## ASSIGNMENT:
Quote every line of the data below as it stands, omitting pictures.

[[ DATA FOR THE TASK, beginning ]]

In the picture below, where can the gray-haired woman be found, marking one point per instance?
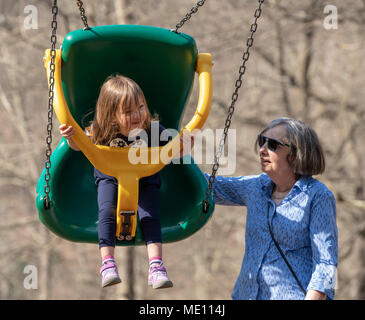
(291, 232)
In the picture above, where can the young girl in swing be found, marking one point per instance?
(121, 108)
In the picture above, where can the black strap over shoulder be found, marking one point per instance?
(283, 255)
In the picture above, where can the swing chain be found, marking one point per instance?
(231, 109)
(82, 14)
(47, 176)
(188, 15)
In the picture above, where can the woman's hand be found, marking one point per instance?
(67, 132)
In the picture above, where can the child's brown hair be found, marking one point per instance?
(117, 94)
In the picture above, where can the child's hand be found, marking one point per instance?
(68, 132)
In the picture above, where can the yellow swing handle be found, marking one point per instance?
(115, 161)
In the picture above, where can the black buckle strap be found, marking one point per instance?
(126, 225)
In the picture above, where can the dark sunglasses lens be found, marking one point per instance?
(261, 140)
(272, 144)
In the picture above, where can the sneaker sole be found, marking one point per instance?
(111, 282)
(161, 285)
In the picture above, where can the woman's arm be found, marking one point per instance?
(67, 133)
(324, 243)
(315, 295)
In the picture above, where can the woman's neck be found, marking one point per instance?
(285, 184)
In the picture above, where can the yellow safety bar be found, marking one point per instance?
(115, 161)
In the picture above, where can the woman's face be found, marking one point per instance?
(275, 162)
(133, 117)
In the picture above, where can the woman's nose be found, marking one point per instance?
(263, 148)
(135, 115)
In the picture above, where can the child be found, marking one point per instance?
(121, 108)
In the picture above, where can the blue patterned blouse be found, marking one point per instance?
(304, 225)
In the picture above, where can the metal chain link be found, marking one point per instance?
(188, 15)
(47, 176)
(231, 109)
(82, 14)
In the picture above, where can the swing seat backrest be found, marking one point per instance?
(163, 64)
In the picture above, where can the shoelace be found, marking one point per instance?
(159, 269)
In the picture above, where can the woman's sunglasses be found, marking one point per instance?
(272, 144)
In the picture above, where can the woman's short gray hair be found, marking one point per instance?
(306, 155)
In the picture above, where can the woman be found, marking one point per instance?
(291, 231)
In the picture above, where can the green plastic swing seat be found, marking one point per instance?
(163, 64)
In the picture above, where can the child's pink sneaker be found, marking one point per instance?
(158, 279)
(109, 274)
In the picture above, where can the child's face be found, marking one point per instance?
(133, 117)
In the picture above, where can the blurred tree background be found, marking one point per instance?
(299, 67)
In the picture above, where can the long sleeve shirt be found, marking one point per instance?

[[ DATA FOR THE TASK, end ]]

## EXERCISE SOLUTION:
In the picture below, where can the gray-haired woman be found, marking one point per instance?
(291, 232)
In the picture above, where can the young girl in swing be found, marking one point per instance?
(121, 108)
In the picture above, where can the black strap over shoulder be found, marking one point per instance?
(283, 255)
In the picture above, where can the swing chain be found, marking one point per instance?
(231, 109)
(82, 14)
(47, 176)
(188, 15)
In the picture above, where can the woman's hand be found, marking one point per instance?
(67, 132)
In the picture above, where can the child's brown hair be found, marking one point per instance?
(117, 94)
In the picture above, where can the child's hand be found, marking one point per instance?
(68, 132)
In the picture above, where can the yellow swing handle be found, marking one point per instance?
(115, 161)
In the picture above, where can the black buckle strap be found, marking one point per instance?
(126, 225)
In the picture above, where can the dark sunglasses lens be found, marking one point per instance?
(261, 140)
(272, 144)
In the picture above, where can the sneaker sole be found, marking one point per instance?
(111, 282)
(161, 285)
In the picture above, where can the woman's arm be found, marking one point per instance?
(67, 133)
(324, 243)
(315, 295)
In the picture above, where can the woman's neck be found, marking one point per instance?
(285, 184)
In the picture above, where can the yellow safety bar be found, marking one point per instance?
(115, 161)
In the picture above, where can the woman's face be found, marking one point per instance?
(275, 162)
(133, 117)
In the picture above, where can the woman's nose be found, marking one point per instance?
(263, 148)
(135, 115)
In the picture above, where can the child be found, marking one point per instance?
(121, 108)
In the picture above, where can the blue patterned blouse be found, marking one point per instance?
(304, 225)
In the picture above, where can the metal chain link be found, marking one point per instance?
(188, 15)
(47, 176)
(231, 109)
(82, 14)
In the picture above, where can the swing seat backrest be found, marking one point per instance?
(163, 64)
In the picture above, where can the shoelace be found, marking one point per instance?
(159, 269)
In the picture above, where can the woman's sunglasses be found, marking one point per instance?
(272, 144)
In the picture above, where can the woman's short gray hair be found, marking one point per instance?
(306, 155)
In the picture above, where can the woman be found, marking one point per instance?
(291, 231)
In the picture above, where can the green plastic swing seat be found, marking one point per instance?
(163, 64)
In the picture above, where can the child's pink sneaker be found, marking one point per instance?
(158, 279)
(109, 274)
In the picture above, where can the child's face be found, marking one point per instance?
(133, 117)
In the picture above, where can the blurred tree background be found, marking one point per instance?
(299, 67)
In the picture above, where can the long sleeve shirt be found, marking one point per instance?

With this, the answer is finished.